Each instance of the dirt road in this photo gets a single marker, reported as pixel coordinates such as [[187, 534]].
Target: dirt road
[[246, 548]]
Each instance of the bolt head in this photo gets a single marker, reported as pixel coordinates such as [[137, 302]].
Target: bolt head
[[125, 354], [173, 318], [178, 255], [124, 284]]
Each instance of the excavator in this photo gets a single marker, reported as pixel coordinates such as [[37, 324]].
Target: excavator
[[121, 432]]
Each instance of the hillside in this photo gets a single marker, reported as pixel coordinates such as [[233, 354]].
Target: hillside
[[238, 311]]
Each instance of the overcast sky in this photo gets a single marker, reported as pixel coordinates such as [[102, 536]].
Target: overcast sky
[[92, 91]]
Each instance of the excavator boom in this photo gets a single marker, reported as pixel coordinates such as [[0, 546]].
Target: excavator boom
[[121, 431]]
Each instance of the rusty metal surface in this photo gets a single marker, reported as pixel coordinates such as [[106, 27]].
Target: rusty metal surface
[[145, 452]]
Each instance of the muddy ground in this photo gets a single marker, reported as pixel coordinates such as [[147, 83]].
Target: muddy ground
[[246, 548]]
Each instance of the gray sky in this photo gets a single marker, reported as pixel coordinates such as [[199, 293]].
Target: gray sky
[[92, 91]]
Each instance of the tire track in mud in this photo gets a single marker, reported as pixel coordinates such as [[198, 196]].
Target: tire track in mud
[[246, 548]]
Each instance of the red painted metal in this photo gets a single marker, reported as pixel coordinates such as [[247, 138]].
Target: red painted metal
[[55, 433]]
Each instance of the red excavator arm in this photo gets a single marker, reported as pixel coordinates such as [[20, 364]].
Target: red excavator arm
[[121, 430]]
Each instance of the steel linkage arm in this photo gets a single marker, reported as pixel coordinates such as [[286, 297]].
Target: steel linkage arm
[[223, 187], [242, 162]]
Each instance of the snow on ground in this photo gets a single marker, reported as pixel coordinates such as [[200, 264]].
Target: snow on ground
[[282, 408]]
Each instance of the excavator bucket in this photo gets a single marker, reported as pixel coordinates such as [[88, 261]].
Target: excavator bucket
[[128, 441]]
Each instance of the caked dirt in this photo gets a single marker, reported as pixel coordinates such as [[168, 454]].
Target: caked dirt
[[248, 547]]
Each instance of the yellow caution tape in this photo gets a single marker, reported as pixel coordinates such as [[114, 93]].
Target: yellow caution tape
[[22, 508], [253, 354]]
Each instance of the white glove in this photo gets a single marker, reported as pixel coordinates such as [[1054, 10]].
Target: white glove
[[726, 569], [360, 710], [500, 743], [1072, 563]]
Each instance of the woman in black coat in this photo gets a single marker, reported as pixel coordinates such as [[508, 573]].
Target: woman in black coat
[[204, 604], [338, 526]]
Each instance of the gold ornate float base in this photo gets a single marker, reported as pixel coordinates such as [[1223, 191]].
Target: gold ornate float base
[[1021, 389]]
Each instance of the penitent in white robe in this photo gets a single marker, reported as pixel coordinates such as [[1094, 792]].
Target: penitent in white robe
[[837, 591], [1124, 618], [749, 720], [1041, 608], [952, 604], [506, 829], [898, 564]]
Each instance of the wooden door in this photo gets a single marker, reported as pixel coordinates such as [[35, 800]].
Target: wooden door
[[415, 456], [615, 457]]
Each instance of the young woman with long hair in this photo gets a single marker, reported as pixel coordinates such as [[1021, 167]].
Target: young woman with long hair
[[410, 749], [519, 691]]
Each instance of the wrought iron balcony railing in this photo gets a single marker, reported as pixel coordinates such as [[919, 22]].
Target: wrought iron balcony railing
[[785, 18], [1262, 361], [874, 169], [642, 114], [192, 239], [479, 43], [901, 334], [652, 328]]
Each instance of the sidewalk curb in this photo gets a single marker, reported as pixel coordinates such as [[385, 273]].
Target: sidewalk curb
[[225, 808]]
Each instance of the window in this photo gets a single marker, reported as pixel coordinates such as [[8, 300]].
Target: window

========================================

Please lay out all of the material above as a JSON list of strings, with one string for each line and no strings for blank lines.

## Output of the task
[
  "Each instance of the dirt road in this photo gets a single marker, reported as pixel coordinates such as [[187, 534]].",
  "Target: dirt road",
  "[[246, 548]]",
  "Each instance of the bolt head in this photo gets a single marker, reported as pixel coordinates such as [[137, 302]].",
  "Target: bolt head",
  "[[125, 354], [173, 318], [178, 255], [124, 284]]",
  "Each instance of the excavator in this photo gets a single marker, reported as pixel coordinates such as [[37, 324]].",
  "Target: excavator",
  "[[121, 432]]",
  "Each instance of the hillside in this photo gets a single marker, reported as pixel coordinates such as [[233, 354]].",
  "Target: hillside",
  "[[238, 311]]",
  "Each instance of the overcast sky in this photo gets a single marker, reported as pixel coordinates such as [[102, 536]].",
  "Target: overcast sky",
  "[[92, 91]]",
  "Each instance of the excavator boom in this photo gets a single marker, reported as pixel coordinates such as [[0, 546]].",
  "Target: excavator boom",
  "[[121, 431]]",
  "Each instance of the rusty metal surface in this photo gets a single marker, reported as pixel coordinates such as [[106, 27]].",
  "Target: rusty metal surface",
  "[[145, 452]]",
  "Each instance of the muddy ground in this photo gets a single marker, reported as pixel coordinates such as [[147, 83]].",
  "Target: muddy ground",
  "[[246, 548]]",
  "Each instance of the gray sky in this photo gets a single marker, reported as pixel coordinates such as [[199, 293]].",
  "Target: gray sky",
  "[[92, 91]]",
  "Each instance of the tire track in mud in this photo gets a single marker, reported as pixel coordinates such as [[198, 196]].",
  "Target: tire track in mud",
  "[[246, 548]]",
  "Each instance of the red painted metal in this photo gets a single marker, reported as pixel coordinates such as [[247, 138]].",
  "Target: red painted metal",
  "[[55, 433]]",
  "Each instance of the red excavator arm in this photo gets a single marker, reported as pixel coordinates such as [[20, 364]].",
  "Target: red excavator arm",
  "[[121, 430]]",
  "Each instance of the steel linkage arm in this photo gets a single marker, reported as pixel coordinates such as [[286, 297]].",
  "Target: steel linkage arm",
  "[[223, 187], [242, 162]]",
  "Each instance of the snow on ground in this photo gets a single marker, reported as pixel coordinates such as [[200, 264]].",
  "Target: snow on ground",
  "[[282, 408]]",
  "Each instance of the excavator bucket in this photo gets a single marker, reported as pixel coordinates such as [[88, 261]].",
  "Target: excavator bucket",
  "[[128, 441]]",
  "Each instance of the caked dirt in this photo gets a single marker, reported as pixel coordinates such as [[168, 454]].",
  "Target: caked dirt",
  "[[248, 547]]",
  "Each instance of the yellow caution tape in this photo gets a single marker, reported as pixel coordinates such as [[114, 93]].",
  "Target: yellow caution tape",
  "[[22, 508], [253, 354]]",
  "Each instance of the white glove in this photo gets a single marker, reported as pixel coordinates such as [[1054, 10]].",
  "Target: white glove",
  "[[726, 569], [360, 710], [500, 743], [1072, 563]]",
  "Each instance of the woman in black coat in this photo gets a single marker, reported as pixel coordinates such as [[508, 573]].",
  "Target: woman in black coat",
  "[[204, 604], [338, 526]]",
  "Each instance of the gold ornate float base in this photo gets a single marker, reported as pixel coordinates such as [[1223, 191]].",
  "Target: gold ornate float base",
  "[[1021, 389]]",
  "Each instance of the penitent in white robe in this photo gets a single marker, reported as pixel coordinates such as [[1094, 792]].",
  "Target: penitent in white robe",
  "[[837, 591], [1124, 618], [749, 720], [1041, 608], [952, 604], [506, 829], [898, 564]]",
  "Each instance of the wooden door in this photo gets a single marker, reported as pixel coordinates such as [[35, 800]].",
  "Target: wooden door",
  "[[415, 456], [615, 457]]",
  "Each instance of the young woman with long hair in this photo gets a single marker, reported as pixel coordinates such as [[1021, 167]].",
  "Target: young woman with long hair",
  "[[410, 749], [519, 691]]",
  "Each instance of the wrought iron balcony railing in this photo gets a single marker, reported as pixel coordinates such as [[919, 22]].",
  "Target: wrought iron balcony railing",
  "[[785, 18], [1262, 361], [874, 169], [642, 114], [192, 239], [479, 43], [901, 334], [652, 328]]",
  "Each instance of the sidewalk curb in this photo gets a single marker, reported as pixel coordinates such as [[385, 273]].",
  "Target: sidewalk curb",
  "[[225, 808]]",
  "Each instance of the window in this photo gets a single marker, reported as pixel coordinates such as [[8, 300]].",
  "Target: window"
]